*PROVIDED PASSAGE:*
Increasing Array’s immutable interface

Ashley Claymore at Global Scope 2022

Transcript
Accessible Slides

Hello, welcome to my talk.

Let's start with some basics.

Arrays in JavaScript.

They're mutable, at least by default.

This means that they have methods like sort, and those methods are perfectly fine to actually mutate the original.

So even though you get back a sorted array.

You're getting back the same array, you're not getting back a new array.

If you want to sort an array without actually modifying the original, you've gotta create a copy first and then work with that copy.

So you're still mutating beyond mutating a copy.

There's a JavaScript proposal called 'records and tuples' [prounces it 'tupples'] or 'records and tuples' [pronounces it 'two-ples'] depending on your tuple/tuple preference.

And tuples look a lot like arrays, except they have a hash at the front, and this means that they are immutable.

And this means that in the design of them, it would be a little bit odd to have a method, like 'sort', because 'sort' looks and sounds like array sort, but it couldn't be mutating because tuples are completely immutable.

So instead, and you're still, sorting is still a useful thing, so it has the sorting method, but it has a different name-it's called 'toSorted'.

And just like sort, you get back a sorted sorted touple, just like you'd get back a sorted array, but this is a copy.

And the original one is exactly as it was before.

I remember back when I was looking at the records and tuple proposal a while back, back before I was working at Bloomberg and I was looking at it and I actually thought that seeing those extra kind of methods at the time, it had sorted and popped and pushed like, oh, some of those actually look like they'd be quite useful on arrays.

*PROVIDED MATERIAL:*
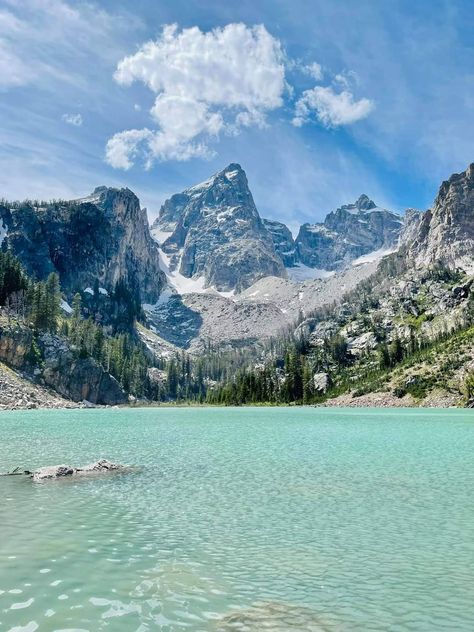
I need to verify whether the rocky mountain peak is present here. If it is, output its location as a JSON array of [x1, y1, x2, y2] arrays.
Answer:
[[407, 163, 474, 273], [355, 193, 376, 211], [0, 186, 164, 301], [296, 194, 403, 270], [152, 163, 285, 291]]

*SHORT EXERCISE 1:* In the talk transcript on Array's immutable interface, what name does the sorting method on tuples have?
*SHORT EXERCISE 2:* Write the next part of the talk transcript on Array's immutable interface, picking up after its final sentence.
The data can be set aside; nothing here depends on it.

*TASK OUTPUT 1:* It is called toSorted.

*TASK OUTPUT 2:*
And it turns out after I joined Bloomberg and talking to people that work on this the records on tuple proposal that they had thought the exact same thing, and they'd also thought it's quite useful to have those methods on array.

So I was then lucky enough to start working on this proposal and feel really fortunate that something that I thought would be interesting way back, you know, a while back I'm now getting to work on which makes me rather happy.

And the reason why it would be quite nice to have those methods on tuple is because if you don't do that, it means that the tuple prototype has a large overlap of array.

But then it has this kind of a few extra methods that kind of hang off over to the side where they only exist on tuple, and they're not on array.

If you actually take those methods and then add them arrays, then you expand the array prototype to kind of subsume the tuple prototype, meaning that everything you have on tuple is also on array.

In other words, the tuple prototype is a subset of the array prototype.

And to be clear, I'm talking about the, kind of the names of the methods.

The actual functions on the tuple prototype are different functions designed to work on tuples, not arrays, but conceptually, they are-one is a subset of the other.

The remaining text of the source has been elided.